◆ REQUIRED TASK A: Show every line of the rows below that contains the word "mast".

To generate the statistical sample, a fully automatic sunspot identification and tracking method is developed. This method is tested on a previously analysed four-month dataset that was generated using a semi-automatic sunspot rotation tool. The new method has many advantages over the previous method, as the automatic nature enables more sunspots to be systematically identified, and these sunspots are identified earlier and tracked for longer. The new method is able to identify when sunspots are undergoing structural changes, such as splitting or mergers, and track these variations successfully.
The method is applied to a twelve-month series of observations covering the rise-phase and initial peak of solar cycle 25. Within the sample there are 560 sunspots across 189 active regions, and 71% of active regions generate sufficient energy due to sunspot rotation to account for the radiated flare energy, with 32% of active regions generating an excess of 10 times the amount of energy required for the flaring activity. The method is also applied to two case-study active regions that triggered intense space weather events in 2024, AR 13664 and AR 13842. These active regions were found to build-up rotation energy differently to each other, with AR 13664 requiring the contribution from all sunspots within the active region, and AR 13842 being dominated by the rotation profile of the largest sunspot.
A method to measure the angular variation between sunspot pairs is developed, and the method is applied to all active regions within the four-month and twelve-month samples, and the two case study active regions. It is found that 49% of active regions exhibit more than 180◦ of corotation, and the net active region corotation was found to have a positive correlation with the radiated flare energy.
The work in this thesis shows that sunspot rotation can generate enough energy within an active region to account for flaring activity, and suggests that the level of corotation present in an active region correlates with the volume of flaring activity.

◆ DATASET:
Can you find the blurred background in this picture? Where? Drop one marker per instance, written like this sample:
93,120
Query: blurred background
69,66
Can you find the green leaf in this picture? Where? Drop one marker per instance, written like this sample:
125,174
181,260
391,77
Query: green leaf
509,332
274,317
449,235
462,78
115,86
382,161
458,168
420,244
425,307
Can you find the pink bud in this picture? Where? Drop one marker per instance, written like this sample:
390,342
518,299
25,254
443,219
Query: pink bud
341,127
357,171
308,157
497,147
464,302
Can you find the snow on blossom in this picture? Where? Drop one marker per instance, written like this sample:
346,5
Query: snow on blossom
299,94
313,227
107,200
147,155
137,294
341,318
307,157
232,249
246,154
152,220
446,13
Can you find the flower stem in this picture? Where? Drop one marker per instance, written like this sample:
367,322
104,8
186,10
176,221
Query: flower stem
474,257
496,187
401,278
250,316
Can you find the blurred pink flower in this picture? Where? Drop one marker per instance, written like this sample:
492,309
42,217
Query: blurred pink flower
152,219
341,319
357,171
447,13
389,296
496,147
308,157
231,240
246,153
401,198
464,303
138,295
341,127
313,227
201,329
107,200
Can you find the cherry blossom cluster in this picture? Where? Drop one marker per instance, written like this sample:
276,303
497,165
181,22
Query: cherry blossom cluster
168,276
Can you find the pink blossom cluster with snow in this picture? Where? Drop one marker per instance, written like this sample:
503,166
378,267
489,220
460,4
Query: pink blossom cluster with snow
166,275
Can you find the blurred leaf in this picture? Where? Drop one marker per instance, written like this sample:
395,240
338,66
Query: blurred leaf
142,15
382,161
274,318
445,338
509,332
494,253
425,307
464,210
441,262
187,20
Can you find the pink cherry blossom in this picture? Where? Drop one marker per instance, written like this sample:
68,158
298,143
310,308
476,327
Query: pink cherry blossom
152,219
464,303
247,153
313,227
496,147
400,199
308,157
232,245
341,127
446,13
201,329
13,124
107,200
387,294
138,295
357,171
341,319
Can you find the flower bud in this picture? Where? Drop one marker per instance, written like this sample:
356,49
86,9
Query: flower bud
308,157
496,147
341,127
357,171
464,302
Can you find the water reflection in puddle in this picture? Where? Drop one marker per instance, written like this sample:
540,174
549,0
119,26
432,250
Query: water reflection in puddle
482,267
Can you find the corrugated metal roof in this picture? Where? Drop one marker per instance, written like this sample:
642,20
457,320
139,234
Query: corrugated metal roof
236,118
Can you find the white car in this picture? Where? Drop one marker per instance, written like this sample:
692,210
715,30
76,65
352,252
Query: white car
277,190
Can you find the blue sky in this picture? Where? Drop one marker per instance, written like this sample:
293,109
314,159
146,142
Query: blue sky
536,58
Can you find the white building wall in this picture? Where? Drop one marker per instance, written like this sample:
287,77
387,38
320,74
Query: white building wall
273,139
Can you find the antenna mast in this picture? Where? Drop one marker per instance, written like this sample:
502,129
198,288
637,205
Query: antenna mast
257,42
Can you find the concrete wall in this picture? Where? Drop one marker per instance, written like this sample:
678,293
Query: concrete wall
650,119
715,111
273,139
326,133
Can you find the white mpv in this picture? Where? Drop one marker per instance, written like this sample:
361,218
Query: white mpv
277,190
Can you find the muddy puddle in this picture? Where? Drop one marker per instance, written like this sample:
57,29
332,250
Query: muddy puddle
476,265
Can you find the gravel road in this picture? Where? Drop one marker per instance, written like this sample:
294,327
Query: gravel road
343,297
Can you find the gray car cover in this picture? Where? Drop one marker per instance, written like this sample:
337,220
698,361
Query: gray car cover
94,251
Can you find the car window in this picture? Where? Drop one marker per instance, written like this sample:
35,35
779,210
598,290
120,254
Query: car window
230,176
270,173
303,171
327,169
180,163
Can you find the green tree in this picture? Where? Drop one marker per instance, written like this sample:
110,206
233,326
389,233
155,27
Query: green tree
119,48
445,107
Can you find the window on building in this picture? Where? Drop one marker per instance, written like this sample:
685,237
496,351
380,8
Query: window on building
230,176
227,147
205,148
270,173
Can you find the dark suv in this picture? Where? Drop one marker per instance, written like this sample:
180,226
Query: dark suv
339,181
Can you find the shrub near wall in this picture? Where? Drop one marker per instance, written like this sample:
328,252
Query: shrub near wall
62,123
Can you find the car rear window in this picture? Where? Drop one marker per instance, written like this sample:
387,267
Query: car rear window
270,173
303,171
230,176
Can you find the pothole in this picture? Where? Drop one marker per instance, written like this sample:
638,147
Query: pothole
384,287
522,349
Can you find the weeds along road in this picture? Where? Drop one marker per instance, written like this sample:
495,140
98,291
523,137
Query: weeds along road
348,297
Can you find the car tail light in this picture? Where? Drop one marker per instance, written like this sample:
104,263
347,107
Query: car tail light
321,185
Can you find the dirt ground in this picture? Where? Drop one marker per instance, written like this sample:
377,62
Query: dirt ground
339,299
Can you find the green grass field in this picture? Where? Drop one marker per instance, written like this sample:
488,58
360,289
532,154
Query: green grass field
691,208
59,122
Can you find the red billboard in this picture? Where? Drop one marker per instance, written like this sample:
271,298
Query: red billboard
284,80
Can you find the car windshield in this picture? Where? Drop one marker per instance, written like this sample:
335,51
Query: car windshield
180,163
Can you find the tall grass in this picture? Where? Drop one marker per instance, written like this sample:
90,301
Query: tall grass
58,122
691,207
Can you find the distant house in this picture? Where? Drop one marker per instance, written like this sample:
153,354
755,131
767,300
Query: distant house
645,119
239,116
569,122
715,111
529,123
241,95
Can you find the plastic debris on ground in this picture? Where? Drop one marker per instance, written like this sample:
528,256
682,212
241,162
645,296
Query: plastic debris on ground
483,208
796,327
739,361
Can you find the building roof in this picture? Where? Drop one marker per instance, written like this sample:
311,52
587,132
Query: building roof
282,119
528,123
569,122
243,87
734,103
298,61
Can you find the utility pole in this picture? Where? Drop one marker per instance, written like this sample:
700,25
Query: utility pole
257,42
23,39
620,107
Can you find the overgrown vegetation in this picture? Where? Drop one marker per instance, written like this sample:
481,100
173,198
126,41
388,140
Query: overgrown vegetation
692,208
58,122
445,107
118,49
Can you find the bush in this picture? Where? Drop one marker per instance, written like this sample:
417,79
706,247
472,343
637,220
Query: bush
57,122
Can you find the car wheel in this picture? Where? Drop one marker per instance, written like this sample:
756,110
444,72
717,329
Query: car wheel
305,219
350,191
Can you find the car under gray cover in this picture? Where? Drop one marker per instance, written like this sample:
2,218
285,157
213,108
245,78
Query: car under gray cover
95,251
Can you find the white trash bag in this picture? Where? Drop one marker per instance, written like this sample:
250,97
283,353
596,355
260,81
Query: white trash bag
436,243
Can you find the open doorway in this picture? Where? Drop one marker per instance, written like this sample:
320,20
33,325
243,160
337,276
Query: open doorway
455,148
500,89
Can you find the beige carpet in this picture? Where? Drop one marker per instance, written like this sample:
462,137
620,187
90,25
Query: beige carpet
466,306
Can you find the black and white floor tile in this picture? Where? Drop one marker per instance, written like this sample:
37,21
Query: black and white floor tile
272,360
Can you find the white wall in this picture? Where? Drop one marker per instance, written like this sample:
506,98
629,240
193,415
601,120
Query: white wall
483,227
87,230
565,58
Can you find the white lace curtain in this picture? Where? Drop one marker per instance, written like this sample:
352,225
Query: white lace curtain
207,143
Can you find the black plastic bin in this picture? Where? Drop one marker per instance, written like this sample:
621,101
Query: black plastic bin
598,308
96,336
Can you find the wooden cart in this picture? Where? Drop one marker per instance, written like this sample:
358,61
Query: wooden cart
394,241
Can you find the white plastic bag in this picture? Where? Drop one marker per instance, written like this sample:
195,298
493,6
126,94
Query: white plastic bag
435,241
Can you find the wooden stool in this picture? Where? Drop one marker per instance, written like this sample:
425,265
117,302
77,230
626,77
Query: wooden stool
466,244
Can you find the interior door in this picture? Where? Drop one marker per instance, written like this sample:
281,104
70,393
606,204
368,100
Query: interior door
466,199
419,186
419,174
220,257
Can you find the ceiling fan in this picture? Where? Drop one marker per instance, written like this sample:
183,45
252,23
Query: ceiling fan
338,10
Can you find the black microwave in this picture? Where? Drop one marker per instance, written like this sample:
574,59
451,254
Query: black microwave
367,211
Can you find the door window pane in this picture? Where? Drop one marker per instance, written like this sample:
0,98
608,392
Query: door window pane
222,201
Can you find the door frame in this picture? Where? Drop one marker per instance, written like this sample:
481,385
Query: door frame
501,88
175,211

◆ REQUIRED TASK B:
Using the sunspot rotation passage above, answer these questions:
(i) How many sunspots does the twelve-month sample contain?
(ii) What percentage of active regions exhibit more than 180◦ of corotation?
(iii) What kind of dataset was the new automatic method tested on?

◆ TASK RESPONSE A:
Can you find the antenna mast in this picture? Where? Drop one marker per instance, written like this sample:
Query: antenna mast

◆ TASK RESPONSE B:
(i) 560 sunspots, across 189 active regions.
(ii) 49%.
(iii) A previously analysed four-month dataset that was generated using a semi-automatic sunspot rotation tool.